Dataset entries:
- - -

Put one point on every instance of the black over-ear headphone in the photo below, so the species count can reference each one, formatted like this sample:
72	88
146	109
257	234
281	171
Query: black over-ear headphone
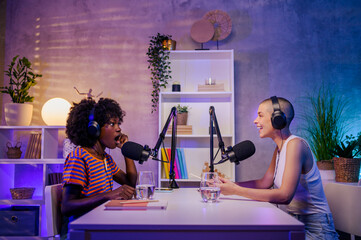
278	118
93	126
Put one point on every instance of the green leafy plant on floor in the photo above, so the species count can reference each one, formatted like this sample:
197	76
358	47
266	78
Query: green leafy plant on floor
21	80
182	109
159	65
324	122
350	148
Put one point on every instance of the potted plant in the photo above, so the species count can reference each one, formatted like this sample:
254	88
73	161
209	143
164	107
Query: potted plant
182	115
22	78
324	124
159	65
347	166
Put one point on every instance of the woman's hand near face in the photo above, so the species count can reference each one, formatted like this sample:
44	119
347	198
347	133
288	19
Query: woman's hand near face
228	187
123	139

- - -

▸ TASK DETAILS
Output the data verbatim, images excluded.

▸ ANSWER FOR THIS EXERCISE
Put one point on every instance of the black over-ear headphone in the photo below, so the species count can reference each one, formatted like this sample:
72	88
146	109
257	234
281	171
Query: black over-ear headphone
278	118
93	126
Put one point on every instance of the green leafy plant on floor in the photo above, so the species count can reference each one, formatted like this sample:
197	76
358	47
266	78
Query: green leafy plant on floor
21	80
182	109
159	65
324	122
350	148
Put one point on every instance of the potted plant in the photo above, so the species count can reference each one, formatted like this sample:
254	88
73	161
209	143
164	107
Query: potted plant
182	115
22	78
324	124
159	65
347	166
Put one point on every instance of the woman's hand near face in the photo above, so the species count can reference each one, formatted like this sample:
44	119
347	198
347	133
288	19
Query: woman's hand near face
228	187
123	139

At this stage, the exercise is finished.